◆ EXERCISE DETAILS
When every entry has been read, print each one back exactly.

━━ RECORDED INFORMATION ━━

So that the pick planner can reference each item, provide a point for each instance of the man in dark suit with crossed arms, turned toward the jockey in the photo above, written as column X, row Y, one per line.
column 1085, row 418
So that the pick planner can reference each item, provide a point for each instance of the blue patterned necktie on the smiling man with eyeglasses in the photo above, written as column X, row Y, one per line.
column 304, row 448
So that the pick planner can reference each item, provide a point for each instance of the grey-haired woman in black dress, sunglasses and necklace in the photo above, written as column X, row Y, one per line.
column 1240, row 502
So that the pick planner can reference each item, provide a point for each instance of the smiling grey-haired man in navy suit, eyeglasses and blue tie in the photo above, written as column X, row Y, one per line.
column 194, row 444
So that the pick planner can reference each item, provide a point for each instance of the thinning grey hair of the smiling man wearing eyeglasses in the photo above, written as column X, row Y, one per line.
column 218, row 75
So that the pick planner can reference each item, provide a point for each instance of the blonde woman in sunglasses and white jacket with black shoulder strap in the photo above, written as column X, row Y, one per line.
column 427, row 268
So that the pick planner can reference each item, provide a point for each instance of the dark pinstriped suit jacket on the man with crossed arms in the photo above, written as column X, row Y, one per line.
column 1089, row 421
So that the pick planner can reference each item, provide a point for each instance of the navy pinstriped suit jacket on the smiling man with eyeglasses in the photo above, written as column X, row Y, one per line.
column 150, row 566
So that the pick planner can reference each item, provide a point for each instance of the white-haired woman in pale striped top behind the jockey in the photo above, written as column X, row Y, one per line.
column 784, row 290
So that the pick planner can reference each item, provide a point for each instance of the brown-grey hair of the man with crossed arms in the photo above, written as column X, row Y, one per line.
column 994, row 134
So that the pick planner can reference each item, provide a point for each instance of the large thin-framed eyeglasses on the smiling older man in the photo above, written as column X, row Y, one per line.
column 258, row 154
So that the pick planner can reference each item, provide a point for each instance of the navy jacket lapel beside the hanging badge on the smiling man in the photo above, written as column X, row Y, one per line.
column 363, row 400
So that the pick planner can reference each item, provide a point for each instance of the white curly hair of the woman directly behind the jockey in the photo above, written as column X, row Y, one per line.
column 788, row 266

━━━

◆ ANSWER TO THIS PROBLEM
So that the pick planner can reference each item, provide a point for each instance of the man in dark suit with crossed arms, turned toward the jockey in the photo above, written as column X, row Y, one per line.
column 1085, row 418
So that the pick planner can reference each item, provide a point for each instance of the blue patterned necktie on the smiling man with eyeglasses in the photo above, written as column X, row Y, one per line.
column 304, row 448
So that the pick planner can reference each item, provide a point for each instance of the grey-haired woman in black dress, sunglasses and necklace in the photo above, written as column X, row Y, one per line.
column 1240, row 502
So that the pick planner can reference each item, provide a point for each instance of the smiling grey-haired man in navy suit, eyeglasses and blue tie in the photo above, written as column X, row Y, one per line.
column 194, row 444
So that the pick planner can reference each item, provide a point for each instance of the thinning grey hair of the smiling man wearing eyeglasses in the photo above, written as column X, row Y, one per line.
column 218, row 75
So that the pick planner can reference each item, provide a point for each instance of the blonde woman in sunglasses and white jacket with black shoulder strap in the photo above, written as column X, row Y, one per line.
column 427, row 268
So that the pick planner can reference each item, provide a point for each instance of the dark pinstriped suit jacket on the man with crossed arms in the photo above, written as column X, row Y, one per line.
column 1089, row 421
So that the pick planner can reference each item, provide a point for each instance of the navy pinstriped suit jacket on the smiling man with eyeglasses in the photo above, written as column X, row Y, one per line.
column 150, row 566
So that the pick planner can reference each item, provide a point for each instance of the white-haired woman in pale striped top behind the jockey in the photo above, written as column X, row Y, one per line.
column 784, row 290
So that the pick planner can reference each item, provide a point for each instance of the brown-grey hair of the man with crossed arms in the photo above, written as column X, row Y, one per line.
column 994, row 134
So that the pick planner can reference each item, provide a point for each instance of the large thin-framed eyeglasses on the smiling older man in the photo above, written as column X, row Y, one per line.
column 258, row 154
So that the pick planner can reference each item, provide a point for each instance of the navy jacket lapel beside the hanging badge on the smiling man in the photo above, written as column X, row Y, one per line.
column 363, row 400
So that the pick planner can reference each item, provide a point for each instance of the white curly hair of the woman directly behind the jockey in the photo above, written as column X, row Y, one per line.
column 788, row 266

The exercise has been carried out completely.